Interestingly, his points about how we perhaps shouldn't teach kids in batches and also promote divergent thinking are very similar to the Kunskapsskolan pedagogy (a Swedish provider who also operate some academies in England.) There, at least in Sweden, students set themselves based on their ability and where they happen to be in reaching their own personal targets, and you often find students from different year groups in the same class, perhaps only for a few lessons until they grow apart in their needs. Students are also given a great deal of flexibility about how they prove to their teacher that they have fully understood a section of the syllabus, it could be through an essay, a piece of art or a different medium.
I saw this system working really well, although it may not suit everybody.

Janet Downs's picture
Wed, 16/03/2011 - 08:24

The video is inspirational and has inspired me to read the book "Out of our Minds" which Mike Ion described as new. However, the version on Amazon is dated 2001. Has it been updated?

Mike Ion's picture
Fri, 18/03/2011 - 08:34


Yes, it is the 'new' revised edition published in February 2011.

Andrew Old's picture
Mon, 21/03/2011 - 12:33

The video is just plain anti-academic. It also seems to be based on complete ignorance of the last hundred years of education policy and suggests ideas largely based on the deschooling fad of the 1970s. It is terrifying that somebody who is inspired by this stuff could influence Labour Party policy.

## [SHORT EXERCISE 1]
In the comment thread, when was the revised edition of "Out of our Minds" published?
## [SHORT EXERCISE 2]
Please reproduce the comment thread's wording from "I saw this system" up to and including "in February 2011.".
## [SHORT EXERCISE 3]
Render this sentence from the comment thread in Spanish: "I saw this system working really well, although it may not suit everybody."

## [DATASET EXCERPT]
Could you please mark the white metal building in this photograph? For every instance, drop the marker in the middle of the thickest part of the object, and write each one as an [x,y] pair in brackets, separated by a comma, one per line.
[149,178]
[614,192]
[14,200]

## [RESULT 1]
February 2011.

## [RESULT 2]
I saw this system working really well, although it may not suit everybody.

Janet Downs's picture
Wed, 16/03/2011 - 08:24

The video is inspirational and has inspired me to read the book "Out of our Minds" which Mike Ion described as new. However, the version on Amazon is dated 2001. Has it been updated?

Mike Ion's picture
Fri, 18/03/2011 - 08:34


Yes, it is the 'new' revised edition published in February 2011.

## [RESULT 3]
Vi que este sistema funcionaba muy bien, aunque puede que no le convenga a todo el mundo.